• **ABOUT THIS EXERCISE**
Repeat the data that follows, word for word, without the images.

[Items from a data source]

***

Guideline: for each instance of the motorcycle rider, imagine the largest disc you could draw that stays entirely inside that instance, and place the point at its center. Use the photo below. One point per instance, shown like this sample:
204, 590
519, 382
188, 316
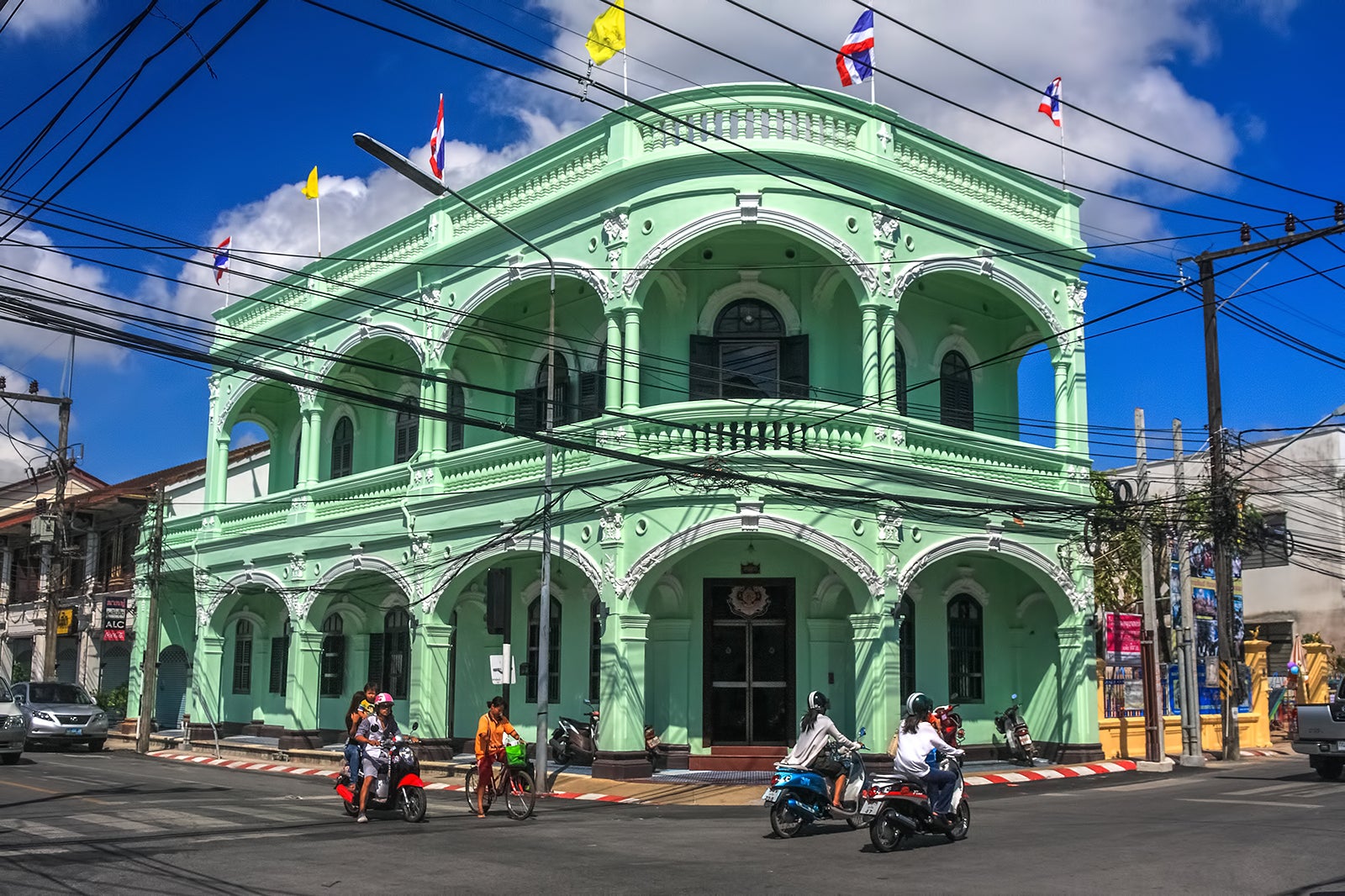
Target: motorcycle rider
372, 732
815, 728
919, 739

***

• **RESPONSE**
Guideline: for each instance of the motorcycle rider, imagine the largest disc you could draw that stays entirely inside that instance, and place the point at its center. Use the photo below. One point per instance, shown like this sample:
204, 590
519, 382
188, 316
Target: motorcycle rider
372, 732
815, 728
919, 739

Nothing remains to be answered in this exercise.